Given text:
============================================================

In light of the shutdowns, quarantines and other restrictions and delays in operations and travel caused by or related to COVID-19 in Hong Kong, the PRC and the United States, the Company has experienced delays during the nine months ended December 31, 2022, in shipping and receiving of products.

Our short-term borrowings to finance any operating losses, trade accounts receivable, and foreign inventory purchases are provided pursuant to the terms of its Factoring Agreement with Merchant Factors Corporation (Merchant or Factor). Borrowings under the Factoring Agreement bear interest at prime plus 2% and are secured by trade accounts receivable and inventory. Advances from Merchant are at the sole discretion of Merchant based on Merchant's assessment of the Company's receivables, inventory, and financial condition at the time of each request for an advance. The Company had no availability on this facility on December 31, 2022. The Company's non-factored trade and other accounts receivable net of allowance for uncollectible amounts totaled $817,589 on December 31, 2022.

The Company's factor has withheld financing on approximately $725,000 of the Company's accounts receivable subject to resolution of any disputes. The resolution of disputed items is ongoing and subsequent to December 31, 2022, the Company continues to provide support for resolution of any disputed items. The Company expects that all amounts in dispute will be resolved satisfactorily. In addition, the Company has filed requests for refunds of customs payments with US Customs and Border Protection for approximately $300,000 (including interest expected) for overpayments of tariff. The Company expects this refund to be available during either the fourth quarter of the fiscal year ending March 31, 2023, or the first quarter of the fiscal year ending March 31, 2024. Though no assurances can be given, if management's plan continues to be successful over the next twelve months, the Company anticipates that it should be able to meet its cash needs for the next twelve months following the issuance date of this report. Cash flows and credit availability is expected to be adequate to fund operations for one year from the issuance date of this report.

============================================================

Records shown:
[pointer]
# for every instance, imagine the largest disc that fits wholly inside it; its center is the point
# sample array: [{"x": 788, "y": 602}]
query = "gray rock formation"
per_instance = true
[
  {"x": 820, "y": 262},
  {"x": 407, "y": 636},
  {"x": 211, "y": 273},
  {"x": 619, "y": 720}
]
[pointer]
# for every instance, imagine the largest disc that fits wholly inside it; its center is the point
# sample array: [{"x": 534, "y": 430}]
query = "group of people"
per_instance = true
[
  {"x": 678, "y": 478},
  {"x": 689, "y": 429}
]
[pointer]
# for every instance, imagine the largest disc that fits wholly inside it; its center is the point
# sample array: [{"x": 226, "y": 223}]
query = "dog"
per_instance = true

============================================================

What to work on:
A – List every dollar amount stated in the financing passage.
B – Write the next part of the financing passage, picking up after its last sentence.

Expected responses:
A –
$817,589
approximately $725,000
approximately $300,000

B –
Operating activities provided cash of $347,270 for the nine months ended December 31, 2022. This was primarily due to net income of $435,776, a decrease in inventories, prepaid expenses and other assets of $1,719,546, and a decrease in accounts receivable and amount due from factor of $98,698. This was partially offset by a decrease in accounts payable and accrued expenses of $1,921,596. Operating activities used cash of $2,111,908 for the nine months ended December 31, 2021. This was primarily due to an increase in accounts receivable and amounts due from factor of $1,657,549, an increase in inventories, prepaid expenses and other of $808,245, and partially offset by an increase in accounts payable and accrued expenses of $189,243, and net income of $157,688.

There were no investing activities for the nine-month periods ended December 31, 2022, or 2021.

Financing activities used cash of $585,850 during the nine months ended December 31, 2022, from net borrowing in excess of repayments from the factor of $314,150, offset by repayments of the note payable to Eyston Company, Ltd. of $900,000. Financing activities provided cash of $2,338,527 during the nine months ended December 31, 2021, from net borrowing in excess of repayments from the factor.

CRITICAL ACCOUNTING POLICIES

In the notes to the consolidated financial statements, and in "Item 7. Management's Discussion and Analysis of Financial Condition and Results of Operations" included in our Form 10-K, we have disclosed those accounting policies that we consider to be significant in determining our results of Operations and financial condition. There have been no material changes to those policies that we consider to be significant since the filing of our Form 10-K. The accounting principles used in preparing our unaudited condensed consolidated financial statements conform in all material respects to accounting principles generally accepted in the United States of America.